Some common examples are shown below.
DHCP on eth0. Create the file: /etc/network/interfaces.d/eth0
auto eth0 allow-hotplug eth0 iface eth0 inet dhcp
Static IP on eth0. Create the file /etc/network/interfaces.d/eth0
auto eth0 iface eth0 inet static address 192.0.2.7/24 gateway 192.0.2.254
These will take effect on the next boot, or by restarting the networking service:
service networking restart
Debian 10 - Installing New Software
Debian provides the apt-get system which allows management of pre-built applications. The apt tools require a network connection to the internet in order to automatically download and install new software. The update command will download a list of the current versions of pre-built packages.
apt-get update
A common example is installing Java runtime support for a system. Find the package name first with search, and then install it.
root@tsa38x:~# apt-cache search openjdk default-jdk - Standard Java or Java compatible Development Kit default-jdk-doc - Standard Java or Java compatible Development Kit (documentation) default-jdk-headless - Standard Java or Java compatible Development Kit (headless) default-jre - Standard Java or Java compatible Runtime default-jre-headless - Standard Java or Java compatible Runtime (headless) jtreg - Regression Test Harness for the OpenJDK platform libreoffice - office productivity suite (metapackage) openjdk-11-dbg - Java runtime based on OpenJDK (debugging symbols) openjdk-11-demo - Java runtime based on OpenJDK (demos and examples) openjdk-11-doc - OpenJDK Development Kit (JDK) documentation openjdk-11-jdk - OpenJDK Development Kit (JDK) openjdk-11-jdk-headless - OpenJDK Development Kit (JDK) (headless) openjdk-11-jre - OpenJDK Java runtime, using Hotspot JIT openjdk-11-jre-headless - OpenJDK Java runtime, using Hotspot JIT (headless) openjdk-11-jre-zero - Alternative JVM for OpenJDK, using Zero openjdk-11-source - OpenJDK Development Kit (JDK) source files uwsgi-app-integration-plugins - plugins for integration of uWSGI and application uwsgi-plugin-jvm-openjdk-11 - Java plugin for uWSGI (OpenJDK 11) uwsgi-plugin-jwsgi-openjdk-11 - JWSGI plugin for uWSGI (OpenJDK 11) uwsgi-plugin-ring-openjdk-11 - Closure/Ring plugin for uWSGI (OpenJDK 11) uwsgi-plugin-servlet-openjdk-11 - JWSGI plugin for uWSGI (OpenJDK 11) java-package - Utility for creating Java Debian packages
In this case, the wanted package will likely be the "openjdk-11-jre" package. Names of packages can be found on Debian's wiki pages or the packages site.

+ + +

### WHAT THE TASK ASKS
According to the Debian setup text, why do the apt tools need an internet connection? Answer in one to three sentences. The items after this text are separate material that stands apart from it.

+ + +

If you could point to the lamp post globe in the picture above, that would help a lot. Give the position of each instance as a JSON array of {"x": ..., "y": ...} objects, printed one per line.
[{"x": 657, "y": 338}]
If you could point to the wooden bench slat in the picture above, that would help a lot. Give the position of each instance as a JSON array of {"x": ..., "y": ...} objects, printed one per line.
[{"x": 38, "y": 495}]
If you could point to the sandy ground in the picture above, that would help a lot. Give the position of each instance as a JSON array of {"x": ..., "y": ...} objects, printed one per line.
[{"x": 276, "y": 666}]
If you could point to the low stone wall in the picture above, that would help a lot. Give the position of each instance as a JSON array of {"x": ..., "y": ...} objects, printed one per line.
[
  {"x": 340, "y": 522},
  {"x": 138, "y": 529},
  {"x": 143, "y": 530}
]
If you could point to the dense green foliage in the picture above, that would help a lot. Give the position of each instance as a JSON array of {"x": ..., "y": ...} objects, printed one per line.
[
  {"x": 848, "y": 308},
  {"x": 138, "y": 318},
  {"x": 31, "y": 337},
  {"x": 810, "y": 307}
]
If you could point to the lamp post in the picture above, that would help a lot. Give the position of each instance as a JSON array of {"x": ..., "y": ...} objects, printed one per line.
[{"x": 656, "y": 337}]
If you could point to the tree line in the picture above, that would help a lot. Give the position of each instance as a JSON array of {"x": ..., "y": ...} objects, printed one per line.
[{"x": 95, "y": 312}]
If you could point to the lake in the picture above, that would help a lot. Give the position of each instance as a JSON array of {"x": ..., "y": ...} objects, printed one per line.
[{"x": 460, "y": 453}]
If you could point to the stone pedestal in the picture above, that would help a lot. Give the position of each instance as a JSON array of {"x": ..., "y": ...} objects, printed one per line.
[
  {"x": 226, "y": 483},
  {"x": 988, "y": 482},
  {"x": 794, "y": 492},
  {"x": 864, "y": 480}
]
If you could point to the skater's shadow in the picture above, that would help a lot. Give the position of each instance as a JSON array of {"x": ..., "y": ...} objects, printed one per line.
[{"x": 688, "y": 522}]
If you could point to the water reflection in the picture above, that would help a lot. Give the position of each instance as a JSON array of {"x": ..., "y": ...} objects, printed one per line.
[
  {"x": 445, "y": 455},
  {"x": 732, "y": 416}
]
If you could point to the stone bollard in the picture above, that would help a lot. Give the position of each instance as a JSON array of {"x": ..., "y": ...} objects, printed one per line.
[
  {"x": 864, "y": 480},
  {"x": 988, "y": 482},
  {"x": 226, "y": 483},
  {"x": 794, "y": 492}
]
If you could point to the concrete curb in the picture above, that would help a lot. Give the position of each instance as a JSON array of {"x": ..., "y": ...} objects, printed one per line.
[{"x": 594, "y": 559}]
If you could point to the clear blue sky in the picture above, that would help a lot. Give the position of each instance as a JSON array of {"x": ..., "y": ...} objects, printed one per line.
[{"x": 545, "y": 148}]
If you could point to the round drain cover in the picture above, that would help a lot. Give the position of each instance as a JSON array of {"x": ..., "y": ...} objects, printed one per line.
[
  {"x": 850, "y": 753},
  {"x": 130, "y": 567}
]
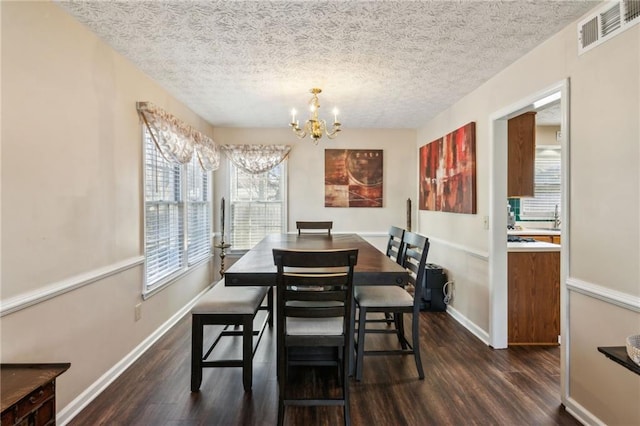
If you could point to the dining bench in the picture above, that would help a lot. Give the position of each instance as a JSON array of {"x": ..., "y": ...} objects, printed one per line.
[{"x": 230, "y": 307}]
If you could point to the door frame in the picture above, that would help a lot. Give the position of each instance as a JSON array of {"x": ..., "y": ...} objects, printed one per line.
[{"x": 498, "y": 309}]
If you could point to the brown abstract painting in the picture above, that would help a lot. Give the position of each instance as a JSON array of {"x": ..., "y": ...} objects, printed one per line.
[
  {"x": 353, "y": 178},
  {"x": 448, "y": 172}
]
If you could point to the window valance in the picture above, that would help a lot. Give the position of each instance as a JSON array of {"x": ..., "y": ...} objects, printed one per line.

+ + +

### COMPLETED EXERCISE
The apt tools need an internet connection so they can automatically download and install new software. The update command also uses it to download a list of the current versions of pre-built packages.